Reproduce the passage on the UAE's new foreign investment law word for word, starting at "A global economic" and ending at "exciting H2 2018.".

> Extract to read:
==*==

A global economic crisis, rising regional political tensions, and a dismal outlook to the macro economic stance all make for an exceptionally tumultuous atmosphere to navigate through. Nevertheless, the United Arab Emirates led by its capital Abu Dhabi, has met these challenges head on while spear heading invigorating initiatives that would keep this nation ahead of the pack. The UAE just introduced a game-changing investment law, which allows for up to 100 per cent ownership to foreign investors in various sectors and is expected to further excite and attract private and foreign direct investments into the country. The laws will be finally introduced in the last quarter of this year making for an exceptionally exciting H2 2018.
This law, enthusiastically awaited by the commercial community, is expected to change not only the investment landscape of the UAE, but also create significant growth opportunities attracting more foreign direct investments (especially into the non-oil sectors) and enhance the SMEs contribution to GDP. It will make way for a more lenient fiscal policy, significant inflow of investment in infrastructure and increase private investment momentum for years to come.

==*==

> Extracted information:
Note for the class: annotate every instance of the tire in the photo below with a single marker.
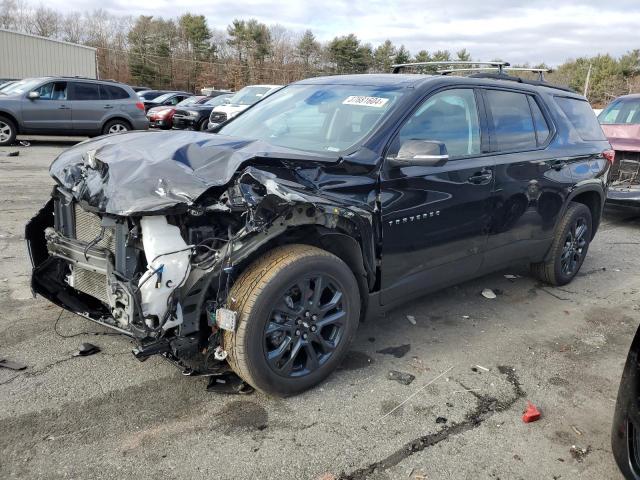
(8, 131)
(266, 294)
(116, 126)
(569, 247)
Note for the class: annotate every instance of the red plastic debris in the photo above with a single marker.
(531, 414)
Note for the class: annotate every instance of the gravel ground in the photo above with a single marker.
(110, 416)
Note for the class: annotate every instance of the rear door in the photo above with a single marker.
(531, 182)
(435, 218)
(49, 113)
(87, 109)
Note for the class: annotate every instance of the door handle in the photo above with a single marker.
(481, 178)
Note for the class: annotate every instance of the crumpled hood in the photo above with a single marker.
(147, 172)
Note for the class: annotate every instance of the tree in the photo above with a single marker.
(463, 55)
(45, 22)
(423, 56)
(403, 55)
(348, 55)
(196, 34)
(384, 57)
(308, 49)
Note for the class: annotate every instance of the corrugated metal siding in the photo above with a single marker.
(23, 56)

==*==

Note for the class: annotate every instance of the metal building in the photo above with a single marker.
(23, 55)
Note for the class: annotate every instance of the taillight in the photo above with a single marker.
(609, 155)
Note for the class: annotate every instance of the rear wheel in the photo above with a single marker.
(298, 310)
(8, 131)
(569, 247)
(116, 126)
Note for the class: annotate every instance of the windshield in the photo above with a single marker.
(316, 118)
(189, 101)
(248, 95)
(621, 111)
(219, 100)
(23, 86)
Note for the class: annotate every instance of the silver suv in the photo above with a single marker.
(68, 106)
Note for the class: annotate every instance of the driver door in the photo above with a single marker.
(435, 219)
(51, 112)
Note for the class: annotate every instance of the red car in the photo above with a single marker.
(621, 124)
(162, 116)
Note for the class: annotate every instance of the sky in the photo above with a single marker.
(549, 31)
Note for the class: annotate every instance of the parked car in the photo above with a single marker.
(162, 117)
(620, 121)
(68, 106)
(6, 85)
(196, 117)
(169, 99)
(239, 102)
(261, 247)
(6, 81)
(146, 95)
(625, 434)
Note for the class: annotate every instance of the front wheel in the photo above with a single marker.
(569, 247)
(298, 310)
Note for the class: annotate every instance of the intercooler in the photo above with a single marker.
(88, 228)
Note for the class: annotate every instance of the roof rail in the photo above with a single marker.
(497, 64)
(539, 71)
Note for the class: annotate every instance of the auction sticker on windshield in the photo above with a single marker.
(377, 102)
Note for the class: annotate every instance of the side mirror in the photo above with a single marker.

==*==

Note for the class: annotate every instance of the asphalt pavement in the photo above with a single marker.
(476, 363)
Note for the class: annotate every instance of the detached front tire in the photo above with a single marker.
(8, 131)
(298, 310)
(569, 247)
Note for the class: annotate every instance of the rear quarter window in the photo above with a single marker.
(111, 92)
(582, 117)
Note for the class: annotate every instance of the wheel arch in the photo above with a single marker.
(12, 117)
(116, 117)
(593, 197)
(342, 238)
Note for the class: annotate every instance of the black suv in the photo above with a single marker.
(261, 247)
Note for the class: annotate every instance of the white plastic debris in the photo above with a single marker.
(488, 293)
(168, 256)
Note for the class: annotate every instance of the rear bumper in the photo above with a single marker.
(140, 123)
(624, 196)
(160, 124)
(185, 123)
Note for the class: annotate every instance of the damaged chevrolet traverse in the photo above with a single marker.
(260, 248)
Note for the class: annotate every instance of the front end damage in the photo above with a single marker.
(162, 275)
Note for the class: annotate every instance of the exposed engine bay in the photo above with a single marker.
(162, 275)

==*==

> Task result:
A global economic crisis, rising regional political tensions, and a dismal outlook to the macro economic stance all make for an exceptionally tumultuous atmosphere to navigate through. Nevertheless, the United Arab Emirates led by its capital Abu Dhabi, has met these challenges head on while spear heading invigorating initiatives that would keep this nation ahead of the pack. The UAE just introduced a game-changing investment law, which allows for up to 100 per cent ownership to foreign investors in various sectors and is expected to further excite and attract private and foreign direct investments into the country. The laws will be finally introduced in the last quarter of this year making for an exceptionally exciting H2 2018.